What you return should match every entry, character for character.

Dataset excerpts:
=-=-=
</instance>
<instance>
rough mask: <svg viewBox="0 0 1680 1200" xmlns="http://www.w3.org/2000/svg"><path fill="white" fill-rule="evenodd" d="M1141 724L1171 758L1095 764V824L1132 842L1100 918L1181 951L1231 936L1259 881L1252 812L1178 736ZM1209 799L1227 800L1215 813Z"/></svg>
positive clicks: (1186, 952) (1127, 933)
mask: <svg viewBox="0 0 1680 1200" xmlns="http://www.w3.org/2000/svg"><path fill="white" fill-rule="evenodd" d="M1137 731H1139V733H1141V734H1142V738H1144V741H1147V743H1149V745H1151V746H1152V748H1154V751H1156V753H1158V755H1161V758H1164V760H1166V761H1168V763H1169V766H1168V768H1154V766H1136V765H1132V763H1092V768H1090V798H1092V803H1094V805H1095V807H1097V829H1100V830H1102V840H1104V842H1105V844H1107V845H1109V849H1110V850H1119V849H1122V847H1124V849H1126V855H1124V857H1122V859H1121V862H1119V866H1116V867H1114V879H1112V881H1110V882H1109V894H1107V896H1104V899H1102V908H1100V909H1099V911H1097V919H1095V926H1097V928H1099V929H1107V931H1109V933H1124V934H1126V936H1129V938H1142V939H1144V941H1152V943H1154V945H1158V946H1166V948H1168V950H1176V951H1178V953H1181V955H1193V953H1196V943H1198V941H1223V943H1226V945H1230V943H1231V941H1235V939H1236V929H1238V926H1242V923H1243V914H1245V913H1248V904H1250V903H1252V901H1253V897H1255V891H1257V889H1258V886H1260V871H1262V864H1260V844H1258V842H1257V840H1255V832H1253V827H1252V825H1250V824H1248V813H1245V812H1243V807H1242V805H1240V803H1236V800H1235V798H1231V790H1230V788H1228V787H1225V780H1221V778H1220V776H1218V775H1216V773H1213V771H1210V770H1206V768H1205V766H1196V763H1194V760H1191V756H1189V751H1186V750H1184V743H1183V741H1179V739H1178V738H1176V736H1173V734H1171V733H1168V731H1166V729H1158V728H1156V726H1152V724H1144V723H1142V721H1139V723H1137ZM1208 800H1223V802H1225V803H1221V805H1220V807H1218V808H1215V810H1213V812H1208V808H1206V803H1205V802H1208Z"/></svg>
=-=-=
**RESULT OF THE TASK**
</instance>
<instance>
rough mask: <svg viewBox="0 0 1680 1200" xmlns="http://www.w3.org/2000/svg"><path fill="white" fill-rule="evenodd" d="M1141 724L1171 758L1095 764V824L1132 842L1100 918L1181 951L1231 936L1259 881L1252 812L1178 736ZM1209 799L1227 800L1215 813Z"/></svg>
positive clicks: (1186, 952) (1127, 933)
mask: <svg viewBox="0 0 1680 1200" xmlns="http://www.w3.org/2000/svg"><path fill="white" fill-rule="evenodd" d="M1137 731H1139V733H1141V734H1142V738H1144V741H1147V743H1149V745H1151V746H1152V748H1154V751H1156V753H1158V755H1161V758H1164V760H1166V761H1168V763H1169V766H1168V768H1154V766H1136V765H1132V763H1092V768H1090V798H1092V803H1094V805H1095V807H1097V829H1100V830H1102V840H1104V842H1105V844H1107V845H1109V849H1110V850H1119V849H1122V847H1124V849H1126V855H1124V857H1122V859H1121V862H1119V866H1116V867H1114V879H1112V881H1110V882H1109V894H1107V896H1104V899H1102V908H1100V909H1099V911H1097V919H1095V926H1097V928H1099V929H1107V931H1109V933H1124V934H1126V936H1129V938H1142V939H1144V941H1152V943H1154V945H1158V946H1166V948H1168V950H1176V951H1178V953H1181V955H1193V953H1196V943H1198V941H1223V943H1226V945H1230V943H1231V941H1235V939H1236V929H1238V926H1242V923H1243V914H1245V913H1248V904H1250V903H1252V901H1253V897H1255V891H1257V889H1258V886H1260V871H1262V864H1260V844H1258V842H1257V840H1255V832H1253V827H1252V825H1250V824H1248V813H1245V812H1243V807H1242V805H1240V803H1236V800H1235V798H1231V790H1230V788H1228V787H1225V780H1221V778H1220V776H1218V775H1216V773H1213V771H1210V770H1206V768H1205V766H1196V763H1194V760H1191V756H1189V751H1186V750H1184V743H1183V741H1179V739H1178V738H1176V736H1173V734H1171V733H1168V731H1166V729H1158V728H1156V726H1152V724H1144V723H1142V721H1139V723H1137ZM1208 800H1223V802H1225V803H1221V805H1220V807H1218V808H1215V810H1213V812H1208V808H1206V803H1205V802H1208Z"/></svg>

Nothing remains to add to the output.